TEXT FOR ANALYSIS below:

As Max spoke, I could not place his accent. Max said he was from Burkina Faso, a small nation in Africa. As all of my readers know, I am a world traveler. I have been to more than 25 countries, from the most cosmopolitan locales in Europe to the dreariest mud holes in Asia. I am intimately familiar with the global map, and can even spell MAP, when pressed to do so, But, I had never heard of Burkina Faso. Max said the country of Niger (pronounced Ny-Jer) borders Burkina Faso, (pronounced Burkina Faso). He said that perhaps I was not familiar with it because it has been recently renamed. The former name was Upper Volta. Ahh yes, good old Upper Volta. I wonder how Lower Volta is doing these days? I am not an expert on languages, but if the name Upper Volta, needed to be changed it does not seem to me that Burkina Faso is an improvement. Why not come up with something simpler, like “Arm pit” or “Not Nigeria” or perhaps “Formerly known as Prince”?

Speaking of Nigeria, Max said his country is located near Nigeria. He was not too keen on the place. “Nigeria is a hotbed of corruption and lawlessness”. He did not use those exact words, more like “it is a bery, bery bad place, Mon”. Max asked if I had ever heard of a Prince in Nigeria who desperately needed to send funds to my checking account. He warned me that it was a scam. A scam originating from Nigeria? Impossible!

Max also told me of the time the Burkina Faso (formerly known as Prince) National Soccer team was delayed 5 hours at the airport in Nigeria. It seems that while their plane was on the ground, someone stole one of the engines out of the plane! How does one do that? Didn’t it take a rather large wrench to loosen it? And no one saw it being removed? His story got worse. Max said the perpetrators realized they could not get away with the stolen article, (Duh!) so they abandoned it. Airport personnel found the engine, put it back in the plane and they took off! Who on earth would get on a plane that the engine had just been stolen and then put back in? This may be one of the worst airline stories I have ever heard, even worse than trying to cut airline meat with those plastic knives.

I would rather share a Leopard print Snuggie with Barney Frank than fly to Nigeria. Max drove on. It was getting chilly. And I imagined being wrapped up in a leopard print Snuggie. Might be a good look for me.

End of TEXT FOR ANALYSIS.

**WHAT THIS TASK INVOLVES**
Answer these questions about the piece on Max and Burkina Faso:
1. What was Burkina Faso's former name?
2. According to Max's warning, what did a Prince in Nigeria supposedly need to send to a checking account?
3. How many hours was the Burkina Faso National Soccer team delayed at the airport in Nigeria?

DATA FOR ANALYSIS below:

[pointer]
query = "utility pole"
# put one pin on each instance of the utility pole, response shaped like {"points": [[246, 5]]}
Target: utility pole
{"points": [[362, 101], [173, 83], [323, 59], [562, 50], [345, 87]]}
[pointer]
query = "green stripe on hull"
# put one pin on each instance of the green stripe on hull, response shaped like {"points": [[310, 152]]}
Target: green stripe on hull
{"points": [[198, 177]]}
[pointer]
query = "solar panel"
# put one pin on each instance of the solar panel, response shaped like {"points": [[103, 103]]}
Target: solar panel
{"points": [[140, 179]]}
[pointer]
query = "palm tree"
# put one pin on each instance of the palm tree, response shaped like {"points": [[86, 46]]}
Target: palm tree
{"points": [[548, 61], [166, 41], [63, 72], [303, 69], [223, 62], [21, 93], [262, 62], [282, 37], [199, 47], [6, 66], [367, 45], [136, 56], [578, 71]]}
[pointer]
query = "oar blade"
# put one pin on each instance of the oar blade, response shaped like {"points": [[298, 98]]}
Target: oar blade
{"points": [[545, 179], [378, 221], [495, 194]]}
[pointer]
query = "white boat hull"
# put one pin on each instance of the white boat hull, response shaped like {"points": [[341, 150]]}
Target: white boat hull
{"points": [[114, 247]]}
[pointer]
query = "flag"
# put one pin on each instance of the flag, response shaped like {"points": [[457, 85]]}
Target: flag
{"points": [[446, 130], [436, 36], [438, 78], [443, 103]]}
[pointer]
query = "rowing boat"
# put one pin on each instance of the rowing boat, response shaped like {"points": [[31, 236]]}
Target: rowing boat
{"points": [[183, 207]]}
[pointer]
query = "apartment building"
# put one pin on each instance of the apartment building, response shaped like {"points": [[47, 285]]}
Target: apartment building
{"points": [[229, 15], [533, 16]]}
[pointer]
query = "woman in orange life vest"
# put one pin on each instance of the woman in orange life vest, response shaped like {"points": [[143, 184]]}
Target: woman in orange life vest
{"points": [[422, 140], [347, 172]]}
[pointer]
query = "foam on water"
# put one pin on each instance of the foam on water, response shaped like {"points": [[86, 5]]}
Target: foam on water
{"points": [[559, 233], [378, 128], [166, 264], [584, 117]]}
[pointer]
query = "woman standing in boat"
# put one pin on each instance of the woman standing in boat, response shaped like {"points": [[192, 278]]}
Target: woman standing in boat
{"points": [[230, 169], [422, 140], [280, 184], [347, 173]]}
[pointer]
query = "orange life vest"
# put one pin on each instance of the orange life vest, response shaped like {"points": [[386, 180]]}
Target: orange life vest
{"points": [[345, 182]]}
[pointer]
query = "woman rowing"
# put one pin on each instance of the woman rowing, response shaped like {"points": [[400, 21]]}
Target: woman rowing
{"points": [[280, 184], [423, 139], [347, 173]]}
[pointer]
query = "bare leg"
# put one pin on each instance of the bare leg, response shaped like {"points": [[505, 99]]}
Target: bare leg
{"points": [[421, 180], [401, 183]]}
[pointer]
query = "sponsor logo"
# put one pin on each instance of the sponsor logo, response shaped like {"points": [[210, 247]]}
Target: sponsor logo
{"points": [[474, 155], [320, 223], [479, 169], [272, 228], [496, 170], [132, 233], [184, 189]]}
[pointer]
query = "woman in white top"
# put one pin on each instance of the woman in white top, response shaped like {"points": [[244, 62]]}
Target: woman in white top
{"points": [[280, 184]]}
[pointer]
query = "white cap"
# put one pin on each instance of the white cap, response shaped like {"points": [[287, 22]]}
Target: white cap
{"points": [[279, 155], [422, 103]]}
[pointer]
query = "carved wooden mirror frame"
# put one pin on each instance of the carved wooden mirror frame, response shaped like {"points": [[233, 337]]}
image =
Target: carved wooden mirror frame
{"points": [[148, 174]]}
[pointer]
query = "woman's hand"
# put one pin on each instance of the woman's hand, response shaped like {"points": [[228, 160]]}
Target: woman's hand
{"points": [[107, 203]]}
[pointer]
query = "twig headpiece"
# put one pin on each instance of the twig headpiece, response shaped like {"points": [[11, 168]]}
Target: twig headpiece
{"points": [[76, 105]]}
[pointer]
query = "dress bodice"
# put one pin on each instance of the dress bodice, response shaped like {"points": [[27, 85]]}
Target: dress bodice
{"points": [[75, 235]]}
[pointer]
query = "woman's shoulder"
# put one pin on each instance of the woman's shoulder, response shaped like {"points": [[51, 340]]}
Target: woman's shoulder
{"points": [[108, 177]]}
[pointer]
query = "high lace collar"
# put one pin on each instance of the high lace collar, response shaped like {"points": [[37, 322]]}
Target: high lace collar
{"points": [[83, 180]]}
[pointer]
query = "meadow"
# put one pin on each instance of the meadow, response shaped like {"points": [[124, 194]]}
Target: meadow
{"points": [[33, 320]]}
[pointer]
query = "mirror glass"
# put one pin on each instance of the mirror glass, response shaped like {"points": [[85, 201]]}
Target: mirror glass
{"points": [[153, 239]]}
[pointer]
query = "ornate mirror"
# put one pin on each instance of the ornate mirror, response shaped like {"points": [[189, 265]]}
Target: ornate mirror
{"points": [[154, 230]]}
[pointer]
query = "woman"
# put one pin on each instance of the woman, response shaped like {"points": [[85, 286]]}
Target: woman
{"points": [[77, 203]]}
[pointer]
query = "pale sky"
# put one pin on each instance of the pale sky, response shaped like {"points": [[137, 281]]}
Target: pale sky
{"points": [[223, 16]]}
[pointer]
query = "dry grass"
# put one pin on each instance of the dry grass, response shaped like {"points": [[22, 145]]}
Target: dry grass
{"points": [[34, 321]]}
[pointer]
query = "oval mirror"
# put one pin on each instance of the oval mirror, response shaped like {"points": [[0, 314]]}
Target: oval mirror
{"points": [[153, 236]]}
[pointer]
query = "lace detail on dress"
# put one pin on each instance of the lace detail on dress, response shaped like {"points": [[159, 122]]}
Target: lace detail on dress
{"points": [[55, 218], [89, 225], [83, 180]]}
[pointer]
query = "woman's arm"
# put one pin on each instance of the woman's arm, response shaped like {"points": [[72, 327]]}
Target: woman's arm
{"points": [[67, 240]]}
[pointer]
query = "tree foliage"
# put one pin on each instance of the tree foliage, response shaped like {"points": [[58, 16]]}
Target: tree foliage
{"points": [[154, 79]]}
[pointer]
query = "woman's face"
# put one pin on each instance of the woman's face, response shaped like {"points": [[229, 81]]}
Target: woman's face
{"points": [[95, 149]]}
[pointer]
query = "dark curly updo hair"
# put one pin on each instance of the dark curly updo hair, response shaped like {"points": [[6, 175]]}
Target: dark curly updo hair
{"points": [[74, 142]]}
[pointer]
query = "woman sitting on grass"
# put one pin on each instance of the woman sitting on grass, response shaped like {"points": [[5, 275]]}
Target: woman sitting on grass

End of DATA FOR ANALYSIS.

**RESULT FOR THIS EXERCISE**
1. Upper Volta
2. Funds
3. 5 hours